Records about where objects are located:
-- Begin --
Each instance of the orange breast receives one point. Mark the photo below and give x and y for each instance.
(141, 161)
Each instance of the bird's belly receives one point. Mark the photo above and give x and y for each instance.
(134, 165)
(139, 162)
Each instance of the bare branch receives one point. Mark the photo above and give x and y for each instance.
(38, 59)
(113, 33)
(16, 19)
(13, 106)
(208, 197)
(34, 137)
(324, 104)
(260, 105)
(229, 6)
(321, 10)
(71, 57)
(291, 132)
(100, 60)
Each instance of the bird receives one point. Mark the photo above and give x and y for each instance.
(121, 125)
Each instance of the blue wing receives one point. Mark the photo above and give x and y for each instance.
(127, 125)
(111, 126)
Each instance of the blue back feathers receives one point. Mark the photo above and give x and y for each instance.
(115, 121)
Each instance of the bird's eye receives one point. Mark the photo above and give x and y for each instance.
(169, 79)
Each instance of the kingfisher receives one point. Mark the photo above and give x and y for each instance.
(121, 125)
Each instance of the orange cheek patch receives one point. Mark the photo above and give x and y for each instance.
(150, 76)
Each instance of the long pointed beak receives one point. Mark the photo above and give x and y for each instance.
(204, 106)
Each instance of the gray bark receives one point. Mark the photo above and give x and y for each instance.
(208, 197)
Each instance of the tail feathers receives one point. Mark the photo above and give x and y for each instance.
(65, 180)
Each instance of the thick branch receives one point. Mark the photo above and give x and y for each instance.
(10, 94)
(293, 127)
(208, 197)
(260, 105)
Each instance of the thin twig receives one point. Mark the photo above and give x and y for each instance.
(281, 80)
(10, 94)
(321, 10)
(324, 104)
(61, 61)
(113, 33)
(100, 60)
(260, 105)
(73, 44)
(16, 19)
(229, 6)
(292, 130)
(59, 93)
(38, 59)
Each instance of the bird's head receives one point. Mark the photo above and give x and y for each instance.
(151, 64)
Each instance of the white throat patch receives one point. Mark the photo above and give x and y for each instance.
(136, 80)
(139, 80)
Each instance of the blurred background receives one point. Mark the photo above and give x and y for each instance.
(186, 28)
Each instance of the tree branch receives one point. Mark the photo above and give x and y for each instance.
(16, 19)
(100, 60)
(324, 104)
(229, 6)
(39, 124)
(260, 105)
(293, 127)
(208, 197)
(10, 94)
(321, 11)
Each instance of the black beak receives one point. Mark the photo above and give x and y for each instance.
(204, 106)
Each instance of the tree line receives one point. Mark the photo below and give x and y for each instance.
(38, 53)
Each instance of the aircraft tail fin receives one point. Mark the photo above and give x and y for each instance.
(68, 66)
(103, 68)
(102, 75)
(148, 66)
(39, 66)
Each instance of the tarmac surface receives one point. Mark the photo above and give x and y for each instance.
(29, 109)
-- End --
SHORT PROBLEM
Starting with the line containing "Each instance of the blurred" and going on through the end of the records, write those lines out again with the requests included. Shift every coordinate in the answers up by 57.

EXPECTED OUTPUT
Each instance of the blurred background receives one point. Mark the photo above and give x and y for each instance.
(243, 85)
Each instance of the tree branch receives one point. Mark the photo above and give x and y for each instance.
(73, 76)
(157, 117)
(381, 161)
(286, 63)
(96, 181)
(317, 162)
(350, 184)
(265, 254)
(67, 151)
(378, 68)
Each instance of the black beak receives one point. Mark the photo above and give x and y for each instance.
(261, 163)
Each instance of the tree line receives one point. Mark the photo below and give x and y for each instance.
(95, 110)
Each instance of the aircraft tail fin receives one point. Mark the photo above and give x and y for each instance.
(125, 123)
(160, 125)
(159, 132)
(205, 123)
(96, 123)
Each instance of the tarmac surface receives one point. Mark the photo above and give x and y for each instance.
(86, 166)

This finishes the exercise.